EXERCISE: Gather every line in the entries below that contains the word "sign".

PROVIDED RECORDS:
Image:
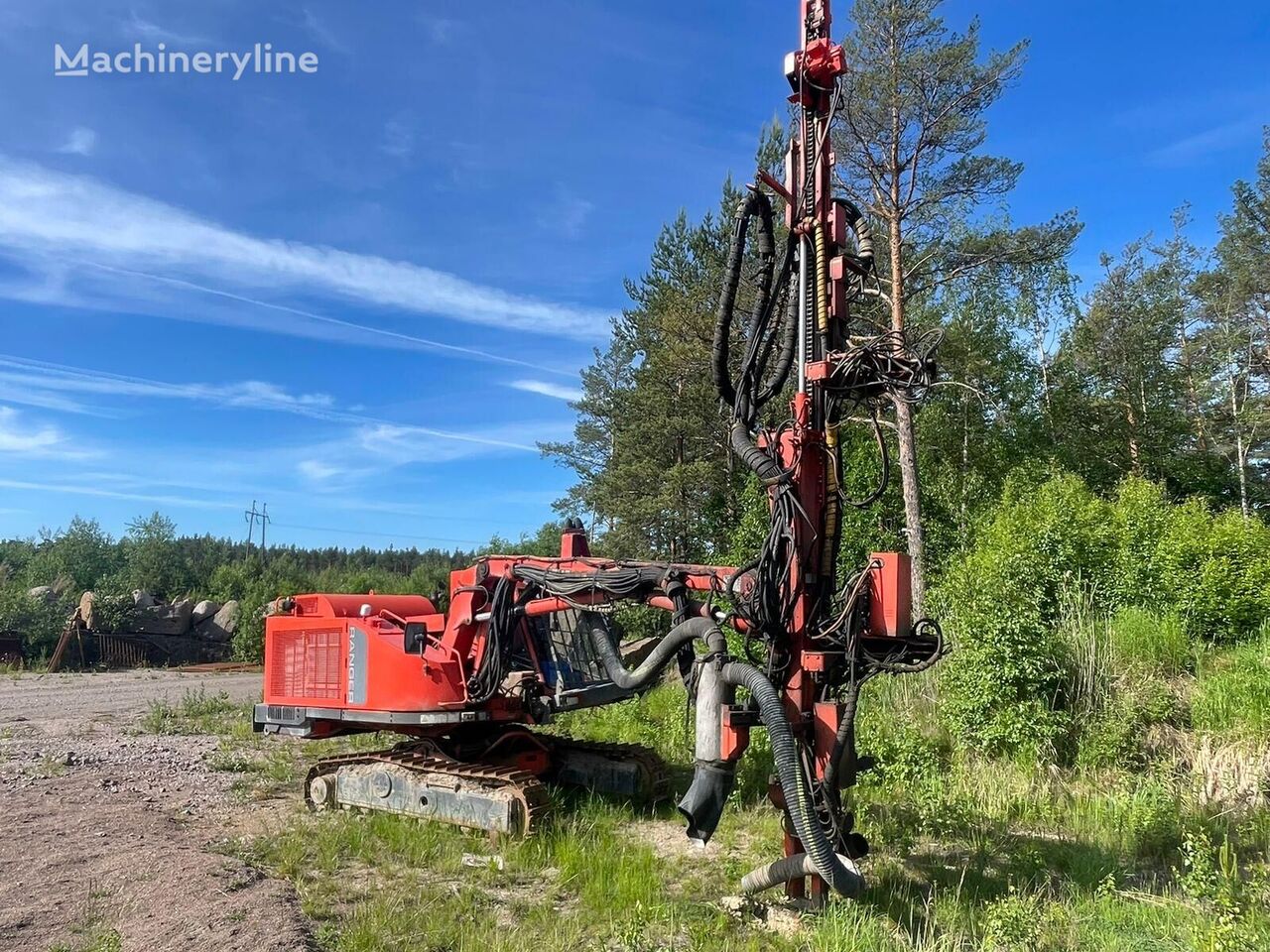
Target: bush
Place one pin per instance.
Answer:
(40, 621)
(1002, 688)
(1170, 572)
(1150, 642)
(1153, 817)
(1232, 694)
...
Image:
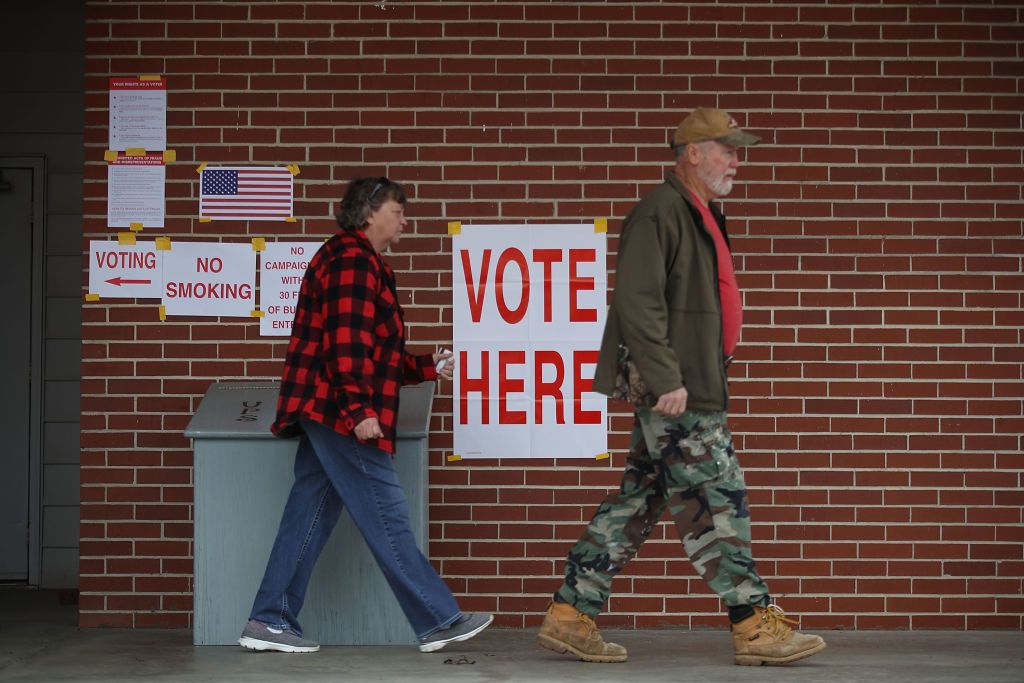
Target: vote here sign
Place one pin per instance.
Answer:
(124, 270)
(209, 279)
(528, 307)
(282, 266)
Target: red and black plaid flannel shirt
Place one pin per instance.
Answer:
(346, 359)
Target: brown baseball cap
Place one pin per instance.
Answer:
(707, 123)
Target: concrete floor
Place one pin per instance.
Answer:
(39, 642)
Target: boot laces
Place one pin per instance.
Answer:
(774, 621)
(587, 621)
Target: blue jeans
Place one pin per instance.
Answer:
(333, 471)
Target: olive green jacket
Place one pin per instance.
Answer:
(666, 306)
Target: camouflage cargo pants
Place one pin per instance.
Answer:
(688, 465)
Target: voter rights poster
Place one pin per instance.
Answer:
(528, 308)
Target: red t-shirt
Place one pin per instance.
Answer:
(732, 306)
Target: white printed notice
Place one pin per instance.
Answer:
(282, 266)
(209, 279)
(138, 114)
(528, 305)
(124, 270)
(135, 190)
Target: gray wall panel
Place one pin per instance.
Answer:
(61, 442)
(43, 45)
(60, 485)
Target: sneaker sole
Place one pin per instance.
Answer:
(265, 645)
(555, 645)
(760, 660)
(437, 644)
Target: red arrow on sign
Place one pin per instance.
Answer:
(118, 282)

EXERCISE SOLUTION:
Target: vote here sign
Target: red arrow on sign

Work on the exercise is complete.